[DOCUMENT SECTION]:

Growing up a first-generation Haitian American, Montinar said he heard the phrase “Koupe Tet, Boule Kay” before, but had to do additional research to understand its significance for this project. As a kid, he said, his parents encouraged him to assimilate into dominant American culture rather than learn about his cultural background and identity, a fact that informs his artistic practice. His current artwork both examines the everyday oppression of Black Americans and pays tribute to the contributions of Black society.
The work was set to be part of the Whitney Museum exhibition “Collective Action: Artist Interventions in a Time of Change,” which was cancelled shortly after it was announced. The exhibition would have included prints, photographs, posters, and digital files created this year in response to the COVID-19 pandemic and the Black Lives Matter movement.

[DATA SHOWN]:
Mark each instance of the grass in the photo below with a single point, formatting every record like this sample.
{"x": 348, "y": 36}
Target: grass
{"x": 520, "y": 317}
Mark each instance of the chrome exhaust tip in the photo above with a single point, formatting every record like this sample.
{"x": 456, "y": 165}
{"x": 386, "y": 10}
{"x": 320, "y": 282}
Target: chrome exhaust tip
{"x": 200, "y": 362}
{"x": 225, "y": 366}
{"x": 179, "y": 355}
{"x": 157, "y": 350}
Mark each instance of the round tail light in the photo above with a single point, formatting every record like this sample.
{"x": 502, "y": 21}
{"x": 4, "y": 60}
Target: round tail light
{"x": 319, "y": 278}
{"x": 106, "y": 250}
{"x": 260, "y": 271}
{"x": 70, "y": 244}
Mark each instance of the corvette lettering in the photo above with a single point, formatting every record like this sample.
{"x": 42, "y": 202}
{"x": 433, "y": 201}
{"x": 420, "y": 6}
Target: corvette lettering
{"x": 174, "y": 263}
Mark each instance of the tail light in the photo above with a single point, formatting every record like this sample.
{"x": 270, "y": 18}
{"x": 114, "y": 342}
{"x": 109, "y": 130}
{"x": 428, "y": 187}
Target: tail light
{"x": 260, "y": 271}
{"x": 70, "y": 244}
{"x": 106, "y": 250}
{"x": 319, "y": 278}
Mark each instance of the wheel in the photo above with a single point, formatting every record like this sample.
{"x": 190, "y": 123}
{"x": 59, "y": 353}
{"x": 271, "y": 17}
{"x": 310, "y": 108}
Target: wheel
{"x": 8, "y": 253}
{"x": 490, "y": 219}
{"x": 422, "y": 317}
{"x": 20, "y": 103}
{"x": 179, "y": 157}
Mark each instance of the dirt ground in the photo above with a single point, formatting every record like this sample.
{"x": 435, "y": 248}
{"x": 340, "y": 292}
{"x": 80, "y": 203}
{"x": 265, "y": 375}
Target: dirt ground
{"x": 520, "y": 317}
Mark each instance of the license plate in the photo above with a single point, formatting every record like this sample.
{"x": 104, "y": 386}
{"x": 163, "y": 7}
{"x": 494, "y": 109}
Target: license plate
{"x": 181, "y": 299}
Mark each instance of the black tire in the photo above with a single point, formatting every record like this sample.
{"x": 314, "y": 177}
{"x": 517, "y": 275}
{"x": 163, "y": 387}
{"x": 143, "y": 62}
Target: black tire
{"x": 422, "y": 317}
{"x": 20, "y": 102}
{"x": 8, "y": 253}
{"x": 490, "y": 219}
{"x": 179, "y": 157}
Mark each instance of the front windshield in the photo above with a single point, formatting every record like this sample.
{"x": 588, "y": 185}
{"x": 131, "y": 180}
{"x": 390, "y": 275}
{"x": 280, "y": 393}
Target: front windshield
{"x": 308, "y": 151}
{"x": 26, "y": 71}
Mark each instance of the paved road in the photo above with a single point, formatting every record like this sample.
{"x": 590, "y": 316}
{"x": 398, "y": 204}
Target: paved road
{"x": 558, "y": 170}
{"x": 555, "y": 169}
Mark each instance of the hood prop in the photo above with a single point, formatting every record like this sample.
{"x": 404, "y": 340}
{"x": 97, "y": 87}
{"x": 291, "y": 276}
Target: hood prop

[INSTRUCTIONS]:
A. Answer these questions from the Montinar passage:
(i) What phrase did Montinar say he had heard before?
(ii) Which Whitney Museum exhibition was the work set to be part of?
(iii) What two events were the exhibition's works created in response to?
B. Reproduce the Montinar passage between "The work was" and "Lives Matter movement.", inclusive.
You can set the rows aside.

[SOLUTIONS TO THE PROBLEMS]:
A.
(i) “Koupe Tet, Boule Kay”
(ii) “Collective Action: Artist Interventions in a Time of Change”
(iii) The COVID-19 pandemic and the Black Lives Matter movement

B.
The work was set to be part of the Whitney Museum exhibition “Collective Action: Artist Interventions in a Time of Change,” which was cancelled shortly after it was announced. The exhibition would have included prints, photographs, posters, and digital files created this year in response to the COVID-19 pandemic and the Black Lives Matter movement.